(Beginning of Source records)

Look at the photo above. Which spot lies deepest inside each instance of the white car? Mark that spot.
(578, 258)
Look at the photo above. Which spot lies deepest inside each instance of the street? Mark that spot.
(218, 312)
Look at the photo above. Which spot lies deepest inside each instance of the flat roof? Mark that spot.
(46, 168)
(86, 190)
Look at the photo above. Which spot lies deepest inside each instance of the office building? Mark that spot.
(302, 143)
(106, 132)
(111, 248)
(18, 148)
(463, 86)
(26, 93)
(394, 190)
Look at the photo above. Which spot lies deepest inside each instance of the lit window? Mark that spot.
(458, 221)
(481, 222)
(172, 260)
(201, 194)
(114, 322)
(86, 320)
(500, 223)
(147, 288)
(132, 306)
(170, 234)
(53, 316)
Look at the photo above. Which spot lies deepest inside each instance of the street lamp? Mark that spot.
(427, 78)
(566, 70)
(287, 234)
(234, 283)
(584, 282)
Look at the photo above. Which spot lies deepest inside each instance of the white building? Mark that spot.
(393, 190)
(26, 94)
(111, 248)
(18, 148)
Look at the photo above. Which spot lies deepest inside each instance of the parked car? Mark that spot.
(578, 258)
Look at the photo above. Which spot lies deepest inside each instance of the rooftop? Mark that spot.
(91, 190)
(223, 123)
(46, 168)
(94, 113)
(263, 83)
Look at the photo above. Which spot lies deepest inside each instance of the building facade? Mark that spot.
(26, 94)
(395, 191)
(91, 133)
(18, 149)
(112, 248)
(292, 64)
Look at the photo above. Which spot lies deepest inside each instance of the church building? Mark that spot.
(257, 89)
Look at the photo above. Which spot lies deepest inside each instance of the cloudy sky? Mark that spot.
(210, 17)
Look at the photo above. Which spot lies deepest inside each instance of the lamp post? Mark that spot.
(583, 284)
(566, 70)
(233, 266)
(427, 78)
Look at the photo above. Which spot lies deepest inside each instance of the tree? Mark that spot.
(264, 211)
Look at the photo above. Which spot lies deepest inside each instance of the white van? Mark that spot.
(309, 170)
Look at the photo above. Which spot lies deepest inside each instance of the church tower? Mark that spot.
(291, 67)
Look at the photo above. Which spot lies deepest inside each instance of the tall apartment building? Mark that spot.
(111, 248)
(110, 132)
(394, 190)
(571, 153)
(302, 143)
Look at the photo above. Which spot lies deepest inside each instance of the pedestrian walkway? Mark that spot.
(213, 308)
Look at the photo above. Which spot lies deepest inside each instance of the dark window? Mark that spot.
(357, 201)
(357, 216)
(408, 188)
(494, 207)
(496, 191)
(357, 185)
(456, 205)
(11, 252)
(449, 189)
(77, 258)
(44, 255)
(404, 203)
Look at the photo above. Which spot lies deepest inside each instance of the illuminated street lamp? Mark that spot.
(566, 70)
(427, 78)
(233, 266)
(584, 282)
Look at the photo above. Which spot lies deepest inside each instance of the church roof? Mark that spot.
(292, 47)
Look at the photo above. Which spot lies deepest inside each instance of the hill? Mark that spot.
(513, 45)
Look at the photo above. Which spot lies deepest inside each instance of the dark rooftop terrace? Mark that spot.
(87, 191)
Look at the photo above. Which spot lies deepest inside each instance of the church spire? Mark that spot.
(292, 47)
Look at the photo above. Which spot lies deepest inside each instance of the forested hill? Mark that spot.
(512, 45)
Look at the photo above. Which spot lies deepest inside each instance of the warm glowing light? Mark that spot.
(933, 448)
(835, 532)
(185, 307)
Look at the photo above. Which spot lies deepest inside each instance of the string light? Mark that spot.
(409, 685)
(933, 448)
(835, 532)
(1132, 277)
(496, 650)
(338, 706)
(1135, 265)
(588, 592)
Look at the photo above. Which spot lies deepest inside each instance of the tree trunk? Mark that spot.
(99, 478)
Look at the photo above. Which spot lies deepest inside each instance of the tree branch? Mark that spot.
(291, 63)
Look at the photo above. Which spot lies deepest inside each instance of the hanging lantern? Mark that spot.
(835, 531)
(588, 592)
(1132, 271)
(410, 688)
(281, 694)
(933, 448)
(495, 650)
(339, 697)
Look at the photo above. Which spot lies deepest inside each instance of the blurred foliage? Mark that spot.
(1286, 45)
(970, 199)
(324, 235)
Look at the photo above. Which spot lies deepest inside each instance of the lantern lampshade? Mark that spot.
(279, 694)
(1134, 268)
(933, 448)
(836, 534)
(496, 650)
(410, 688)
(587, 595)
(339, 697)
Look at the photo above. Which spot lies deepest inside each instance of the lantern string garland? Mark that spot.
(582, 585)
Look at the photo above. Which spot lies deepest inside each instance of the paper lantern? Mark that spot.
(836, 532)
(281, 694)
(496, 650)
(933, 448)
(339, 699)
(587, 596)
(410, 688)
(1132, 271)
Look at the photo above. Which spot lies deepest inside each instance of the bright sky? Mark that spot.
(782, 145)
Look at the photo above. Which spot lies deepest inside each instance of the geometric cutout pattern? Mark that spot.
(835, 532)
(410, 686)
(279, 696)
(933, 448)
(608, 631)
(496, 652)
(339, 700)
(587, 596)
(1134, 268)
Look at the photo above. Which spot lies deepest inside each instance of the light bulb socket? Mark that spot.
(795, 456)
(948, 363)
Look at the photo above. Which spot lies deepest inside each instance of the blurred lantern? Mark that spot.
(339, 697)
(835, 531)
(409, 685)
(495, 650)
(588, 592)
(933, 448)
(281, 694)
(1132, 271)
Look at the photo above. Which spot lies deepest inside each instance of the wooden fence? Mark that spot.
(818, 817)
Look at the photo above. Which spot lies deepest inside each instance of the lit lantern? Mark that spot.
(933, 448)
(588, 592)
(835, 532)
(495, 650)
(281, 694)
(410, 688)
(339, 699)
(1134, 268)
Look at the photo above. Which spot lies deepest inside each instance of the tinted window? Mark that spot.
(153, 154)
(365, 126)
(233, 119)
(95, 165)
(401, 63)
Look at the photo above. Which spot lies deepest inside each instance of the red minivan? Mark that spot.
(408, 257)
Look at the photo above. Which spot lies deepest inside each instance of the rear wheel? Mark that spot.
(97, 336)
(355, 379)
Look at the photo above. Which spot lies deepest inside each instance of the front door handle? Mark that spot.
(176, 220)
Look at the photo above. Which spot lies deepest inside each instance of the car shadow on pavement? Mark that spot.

(End of Source records)

- [Directions for this task]
Retyping every line above exactly is all that is needed.

- [Your solution]
Look at the photo above. Which spot lies deepest inside each instance of the white car? Mark that spot.
(578, 258)
Look at the photo above. Which spot lies deepest inside each instance of the street? Mark that spot.
(218, 312)
Look at the photo above. Which spot lies deepest inside each instance of the flat roof? Mark that spot.
(46, 168)
(86, 190)
Look at the photo above. Which spot lies deepest inside each instance of the office building? Mark that spot.
(302, 143)
(106, 132)
(111, 248)
(18, 148)
(463, 86)
(26, 93)
(394, 190)
Look at the photo above. Which spot lies deepest inside each instance of the lit window? Mark that spot.
(458, 221)
(481, 222)
(172, 260)
(201, 194)
(114, 322)
(86, 320)
(500, 223)
(147, 288)
(132, 306)
(170, 234)
(53, 316)
Look at the photo above. Which spot lies deepest inside each instance of the street lamp? Mark that spot.
(427, 78)
(566, 70)
(287, 234)
(234, 283)
(584, 282)
Look at the photo above. Which spot lies deepest inside each instance of the white building? Mark that spot.
(393, 190)
(26, 94)
(111, 248)
(18, 148)
Look at the photo above. Which spot lies deepest inside each instance of the parked car? Mark that spot.
(578, 258)
Look at the photo above. Which spot lies deepest inside each instance of the rooftop? Mark that spot.
(91, 190)
(223, 123)
(46, 168)
(94, 113)
(263, 83)
Look at the photo above. Which spot lies deepest inside each instance of the building facade? Mark that spot.
(26, 94)
(395, 191)
(91, 133)
(18, 149)
(112, 248)
(292, 64)
Look at the photo above. Which spot lies deepest inside each instance of the church building? Mark that spot.
(257, 89)
Look at the photo above. Which spot lies deepest inside each instance of the cloudy sky? Mark that spot.
(210, 17)
Look at the photo above. Which spot lies deepest inside each instance of the lamp post? Mark that spot.
(583, 284)
(566, 70)
(233, 266)
(427, 78)
Look at the photo above. Which spot lies deepest inside each instance of the tree? Mark that spot.
(264, 211)
Look at the photo above. Which spot lies deepest inside each instance of the white van? Mark that spot.
(309, 170)
Look at the photo above. Which spot lies deepest inside each instance of the church tower? Mark that spot.
(291, 67)
Look at the photo above. Which spot lies deepest inside each instance of the tall apartment building? Mark that spot.
(111, 248)
(110, 132)
(394, 190)
(571, 153)
(302, 143)
Look at the photo above. Which spot lies deepest inside each instance of the pedestrian walkway? Mark that spot.
(213, 308)
Look at the photo above. Which spot lies deepest inside each instance of the dark window? Mark that spot.
(357, 201)
(357, 216)
(408, 188)
(494, 207)
(496, 191)
(357, 185)
(456, 205)
(11, 252)
(449, 189)
(77, 258)
(44, 255)
(404, 203)
Look at the photo above. Which spot lies deepest inside each instance of the illuminated street lamp? Mark that spot.
(566, 70)
(427, 78)
(233, 266)
(584, 282)
Look at the photo above. Which spot lies deepest inside each instance of the church roof? Mark that spot.
(292, 47)
Look at the photo above. Which spot lies deepest inside each instance of the hill? Mark that spot.
(513, 45)
Look at the photo above. Which spot lies deepest inside each instance of the dark rooftop terrace? Mark that spot.
(87, 191)
Look at the photo above. Which spot lies deepest inside each instance of the church spire? Mark that spot.
(292, 47)
Look at the photo above. Which spot lies deepest inside each instance of the forested hill? Mark that spot.
(512, 45)
Look at the photo above. Which spot lies deepest inside each instance of the warm glowing light? Mark that spot.
(933, 448)
(835, 532)
(185, 307)
Look at the photo above. Which spot lies deepest inside each instance of the string light? Mark that spot.
(409, 685)
(933, 448)
(835, 532)
(1132, 277)
(496, 650)
(338, 706)
(1135, 265)
(588, 592)
Look at the photo above. Which spot lies deepest inside each instance of the tree trunk? Mark that spot.
(99, 478)
Look at the photo above. Which spot lies deepest inside each instance of the tree branch? Mark that spot.
(291, 63)
Look at the photo above. Which spot lies deepest inside each instance of the hanging lantern? Mark that spot.
(835, 531)
(588, 592)
(1132, 271)
(410, 688)
(281, 694)
(933, 448)
(495, 650)
(339, 697)
Look at the photo above. Which spot lies deepest inside each instance of the blurred foliage? Mark that spot.
(1286, 45)
(970, 199)
(324, 235)
Look at the photo above. Which spot lies deepest inside each instance of the lantern lampshade? Mark that spot.
(279, 694)
(1134, 268)
(933, 448)
(836, 534)
(496, 650)
(410, 688)
(587, 595)
(339, 697)
Look at the photo above. Which spot lies deepest inside each instance of the lantern string garland? Mark that spot.
(582, 585)
Look at the photo above. Which spot lies deepest inside each instance of the paper lantern? Mark that spot.
(836, 532)
(281, 694)
(496, 650)
(933, 448)
(339, 699)
(587, 596)
(410, 688)
(1132, 271)
Look at the photo above. Which spot lies deepest inside each instance of the bright sky? Mark that spot.
(782, 145)
Look at the photo above. Which spot lies deepest inside each instance of the geometric cutout pattern? Mark that spot.
(835, 532)
(410, 686)
(279, 696)
(933, 448)
(608, 631)
(496, 652)
(339, 700)
(587, 596)
(1134, 268)
Look at the photo above. Which spot lies deepest inside each instance of the light bulb socket? Mark that spot.
(795, 456)
(948, 363)
Look at the photo above. Which spot lies deepest inside each instance of the blurred lantern? Mark that spot.
(339, 697)
(835, 531)
(409, 685)
(495, 650)
(588, 592)
(933, 448)
(281, 694)
(1132, 271)
Look at the photo above. Which spot lies deepest inside each instance of the wooden fence? Mark that spot.
(818, 817)
Look at the photo above. Which spot lies deepest inside each instance of the lit lantern? Mark that spot.
(933, 448)
(588, 592)
(835, 532)
(495, 650)
(281, 694)
(410, 688)
(339, 699)
(1134, 268)
Look at the photo above. Which spot lies deepest inside each instance of the tinted window? Mark that spot.
(153, 154)
(365, 126)
(233, 119)
(95, 165)
(401, 63)
Look at the photo above. Which spot lies deepest inside each instance of the red minivan? Mark that spot.
(408, 257)
Look at the photo above. Which spot lies deepest inside each instance of the rear wheel? Mark that spot.
(97, 336)
(355, 379)
Look at the photo above. Which spot lies deepest inside each instance of the front door handle? Mark that spot.
(176, 220)
Look at the photo above. Which spot lies deepest inside each instance of the car shadow on pavement? Mark that spot.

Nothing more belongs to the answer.